TASK 1: Reproduce the part of the newsletter text starting with "Over the next" and going on through "me great comfort.".
TASK 2: In the newsletter text, how large had the year-to-date performance gap between growth and value stocks grown by the end of August?
TASK 3: Pick up the newsletter on Ben and on growth versus value stocks after its last sentence, and keep writing it.

TEXT PASSAGE:
I want to introduce you to my first employee: Ben. Ben graduated with a degree in Economics from the University of Colorado in 2013. He is a level three candidate in the Chartered Financial Analyst program, and has the Enrolled Agent designation from the IRS for tax preparers. Ben also happens to be my son.
The first employee for any small business is a big risk. The owner and employee might not work well together; they may have trouble trusting each other. All of that can be terribly disruptive to running a business. I suppose there's some risk that Ben and I will butt heads, but I think it's highly unlikely. We've never had that sort of relationship. And I trust him without question. He's an excellent young man, and I think you will come to the same conclusion whenever you get the chance to meet him.
Over the next couple of months, I will be training Ben in everything that I do. The idea is that either of us will be able to help any of you, so that Dorato can continue to grow while still providing you with the level of service that you deserve.
This is not some sort of early retirement plan for me. I intend to continue on until you or Ben tells me that I'm not making sense (or maybe a little before that). I do think, however, that it improves on the succession plan, should anything unexpected happen to me. That Dorato would be in Ben's capable hands gives me great comfort.
"I can assure you that I will never chase 'the next big thing'...unless it's a squirrel."
Market View- Bumps Ahead
By the end of August, the difference in year-to-date performance between growth and value stocks reached a staggering 60%. This is on top of several years of growth performing better than value, and it is a greater discrepancy than at any other time in the last hundred years. There is no research to support growth stocks outperforming value stocks. There is research to support value over growth, and there is some disagreement as to whether the value premium still exists to the extent it did in the past. But there is zero evidence that growth outperforms value over time.
In September, the tide has started to turn. Value is finally starting to perform better than growth. Whether this tide will continue is anyone's guess, but my guess is that this is the beginning of a significant change. Why do I say that?
The evidence has been building that we're in a growth-stock bubble. In addition to the abnormal performance mentioned above, investors appear to be throwing money at anything that might be popular. Nikola, an electric-truck company that has yet to produce a single truck, recently had a stock market value worth more than Ford. The founder of the company recently resigned, as questions surfaced about the company's capabilities. Nikola stock duly dropped. When investors will happily ignore good companies to chase after the next big thing, we're probably toward the end of a bubble.

PROVIDED INFORMATION:
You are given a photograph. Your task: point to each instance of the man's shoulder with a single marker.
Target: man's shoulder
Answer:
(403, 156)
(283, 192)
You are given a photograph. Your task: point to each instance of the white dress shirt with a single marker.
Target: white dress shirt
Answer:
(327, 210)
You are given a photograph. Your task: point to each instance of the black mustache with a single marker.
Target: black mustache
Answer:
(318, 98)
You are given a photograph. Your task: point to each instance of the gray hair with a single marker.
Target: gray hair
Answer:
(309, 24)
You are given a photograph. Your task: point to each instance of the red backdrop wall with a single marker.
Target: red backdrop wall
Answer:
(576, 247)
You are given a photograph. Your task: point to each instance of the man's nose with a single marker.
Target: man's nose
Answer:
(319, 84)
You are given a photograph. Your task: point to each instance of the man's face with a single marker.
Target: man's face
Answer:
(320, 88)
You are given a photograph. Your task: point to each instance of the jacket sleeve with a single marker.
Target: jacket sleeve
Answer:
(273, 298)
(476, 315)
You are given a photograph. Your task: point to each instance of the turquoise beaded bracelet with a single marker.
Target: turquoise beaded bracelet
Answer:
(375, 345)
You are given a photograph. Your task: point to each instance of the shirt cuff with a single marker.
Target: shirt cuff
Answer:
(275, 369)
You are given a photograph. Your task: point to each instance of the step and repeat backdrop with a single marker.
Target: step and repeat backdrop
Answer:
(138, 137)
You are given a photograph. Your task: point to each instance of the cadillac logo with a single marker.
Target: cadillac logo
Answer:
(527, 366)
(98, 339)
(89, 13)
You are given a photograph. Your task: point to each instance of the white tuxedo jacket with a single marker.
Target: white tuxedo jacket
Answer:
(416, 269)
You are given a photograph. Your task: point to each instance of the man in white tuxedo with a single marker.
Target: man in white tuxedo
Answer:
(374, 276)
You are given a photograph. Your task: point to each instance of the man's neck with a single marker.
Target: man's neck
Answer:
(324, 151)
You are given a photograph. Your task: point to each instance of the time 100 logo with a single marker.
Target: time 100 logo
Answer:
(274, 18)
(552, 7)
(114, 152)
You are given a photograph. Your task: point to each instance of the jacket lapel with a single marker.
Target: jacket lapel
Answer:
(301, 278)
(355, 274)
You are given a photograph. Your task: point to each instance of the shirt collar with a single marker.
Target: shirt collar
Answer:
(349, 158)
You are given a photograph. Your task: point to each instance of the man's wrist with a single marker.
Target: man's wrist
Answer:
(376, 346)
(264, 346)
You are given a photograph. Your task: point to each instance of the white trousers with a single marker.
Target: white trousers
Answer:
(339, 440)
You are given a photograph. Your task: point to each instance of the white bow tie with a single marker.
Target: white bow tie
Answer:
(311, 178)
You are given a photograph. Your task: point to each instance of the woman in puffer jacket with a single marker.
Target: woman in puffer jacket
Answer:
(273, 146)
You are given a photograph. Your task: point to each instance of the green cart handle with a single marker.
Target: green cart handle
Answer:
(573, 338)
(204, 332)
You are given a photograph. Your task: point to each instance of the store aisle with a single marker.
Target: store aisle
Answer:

TASK OUTPUT 1:
Over the next couple of months, I will be training Ben in everything that I do. The idea is that either of us will be able to help any of you, so that Dorato can continue to grow while still providing you with the level of service that you deserve.
This is not some sort of early retirement plan for me. I intend to continue on until you or Ben tells me that I'm not making sense (or maybe a little before that). I do think, however, that it improves on the succession plan, should anything unexpected happen to me. That Dorato would be in Ben's capable hands gives me great comfort.

TASK OUTPUT 2: 60%

TASK OUTPUT 3:
People tell me that this is different from twenty years ago, and not a bubble, because the big companies like Apple and Amazon are making gobs of money. But so were Microsoft and Cisco twenty years ago. Growth-stock investing gets out of hand when investors think the good times will last indefinitely.
So I'm reasonably certain that value stocks will outperform in the near future. What's less certain is what this outperformance looks like. Will investor dollars slowly leak out of growth stocks and into value stocks? Or will dollars flow out of both, but just less out of value stocks?
Part of the answer to those questions lies in the fiscal policy response. Congress acted quickly earlier this year to provide support to unemployed people and to businesses affected by the lockdowns. But Congress needs to approve another chunk of stimulus money. Unemployment is still above 8%, and many businesses are operating at far less than capacity, partly due to lower consumer demand, but partly due to government restrictions. If Congress fails to agree on another stimulus package, business failures and unemployment will climb, and dollars will likely flow out of all stocks. My prediction is that Congress will eventually act as the stakes become clear, and after a bit of drama. Politics is mostly a less-interesting from of show business.
The Federal Reserve is doing what it can to keep the economy moving. Short-term interest rates are zero; long-term rates are less than 1%. But more borrowing isn't what we all need; and by itself, the Federal Reserve cannot create demand. It's worth noting that extremely low interest rates assist in the formation of bubbles, as investors hunt for investments that give them something more than a paltry return. The folks at the Federal Reserve undoubtedly know this, but feel they have few other options at this point.
It's also important to remember that Covid-19 is not a permanent state of affairs. If it were, I would be more cautious in my outlook. Even without a vaccine, the virus will dissipate. A vaccine, which I expect by early next year, will accelerate a return to normal activity.
So what's an investor to do? The short answer is nothing. You don't want to react to news from the 24-hour news cycle. Knowledge is good; action is not necessarily so. Expect more volatility than normal as Congress wrestles itself into action. But stick with your long-term plan, and your long-term allocations. That's the key to success for any investor.